>> Begin DOCUMENT EXTRACT
When Kylie and Amos discover that her neighbour uses a denture, Kylie breaks into the man's house and she attempts to take his denture. After she flees back home and hides in the basement, she panics and accidentally stabs Graeme. Amos attempts to break into her neighbour's house next but the neighbour says that he is not the killer. He tells the story of a young savant, Eugene, whom he adopted. Eugene is an expert at mechanics and electronics, and disappeared a year before the killing, though the neighbour believes him to be responsible.

Kylie discovers Eugene's secret hallways in their house and comes face to face with Eugene. After narrowly escaping, Kylie converges with Amos at the police station, and Amos corroborates her wild stories of a serial killer living in the hidden passageways. However, the police find no evidence, and Dennis convinces all involved that it would be best if Kylie were institutionalised. Once Dennis reveals that he wears a partial denture, Kylie becomes suspicious of him. When she confronts him with evidence that he was an intern at the halfway house, he attempts to kill Miriam and Kylie, while incapacitating Amos. Kylie and Miriam flee into the secret tunnels, where they encounter Eugene.
>> End DOCUMENT EXTRACT
>> Begin PROVIDED RECORDS
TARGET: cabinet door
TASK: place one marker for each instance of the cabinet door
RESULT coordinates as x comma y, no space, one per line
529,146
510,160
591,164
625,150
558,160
>> End PROVIDED RECORDS
- GIVEN INSTRUCTION 1
In the plot summary, what does Dennis reveal that makes Kylie suspicious of him?
- GIVEN INSTRUCTION 2
Repeat everything in the plot summary from "When Kylie and" down to "to be responsible.".

- WRITTEN ANSWER 1
He reveals that he wears a partial denture.

- WRITTEN ANSWER 2
When Kylie and Amos discover that her neighbour uses a denture, Kylie breaks into the man's house and she attempts to take his denture. After she flees back home and hides in the basement, she panics and accidentally stabs Graeme. Amos attempts to break into her neighbour's house next but the neighbour says that he is not the killer. He tells the story of a young savant, Eugene, whom he adopted. Eugene is an expert at mechanics and electronics, and disappeared a year before the killing, though the neighbour believes him to be responsible.